= WHAT THE EXERCISE ASKS =
Your task is to give the data again, exactly, with every line intact.

---------- EXTRACTED RECORDS ----------

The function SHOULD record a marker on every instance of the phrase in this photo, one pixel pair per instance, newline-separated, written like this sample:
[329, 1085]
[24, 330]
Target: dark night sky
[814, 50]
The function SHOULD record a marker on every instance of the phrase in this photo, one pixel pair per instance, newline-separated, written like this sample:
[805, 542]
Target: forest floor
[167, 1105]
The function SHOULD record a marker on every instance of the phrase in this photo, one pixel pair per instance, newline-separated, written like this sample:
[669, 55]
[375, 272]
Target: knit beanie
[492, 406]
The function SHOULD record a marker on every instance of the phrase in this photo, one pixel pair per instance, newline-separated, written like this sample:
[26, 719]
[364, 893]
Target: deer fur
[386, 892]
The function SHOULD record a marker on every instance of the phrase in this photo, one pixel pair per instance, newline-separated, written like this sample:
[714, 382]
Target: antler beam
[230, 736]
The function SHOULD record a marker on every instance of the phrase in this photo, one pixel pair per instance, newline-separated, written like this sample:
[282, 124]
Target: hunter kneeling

----------

= SOLUTION FOR THIS PROBLEM =
The function SHOULD record a marker on every instance of the phrase in this photo, one pixel pair per instance, newline-separated, written like this sample:
[329, 1085]
[24, 330]
Target: dark night sky
[814, 50]
The function SHOULD record a marker on every instance of the phrase in this photo, one pixel pair per instance, newline-separated, written like this sample:
[805, 542]
Target: forest floor
[167, 1105]
The function SHOULD record a marker on every instance of the phrase in this photo, one pixel pair per instance, newline-separated, written like this sample:
[669, 55]
[375, 272]
Target: knit beanie
[492, 406]
The function SHOULD record a marker on every instance of the phrase in this photo, one pixel pair per instance, newline-separated, written like this sample:
[26, 719]
[364, 893]
Target: deer fur
[386, 892]
The function SHOULD record a marker on every instance of the phrase in this photo, one pixel pair per instance, newline-separated, written like this sample:
[714, 382]
Target: antler beam
[230, 736]
The function SHOULD record a marker on every instance of the phrase in this photo, one pixel pair per instance, newline-separated, written like this sample:
[282, 124]
Target: hunter kneeling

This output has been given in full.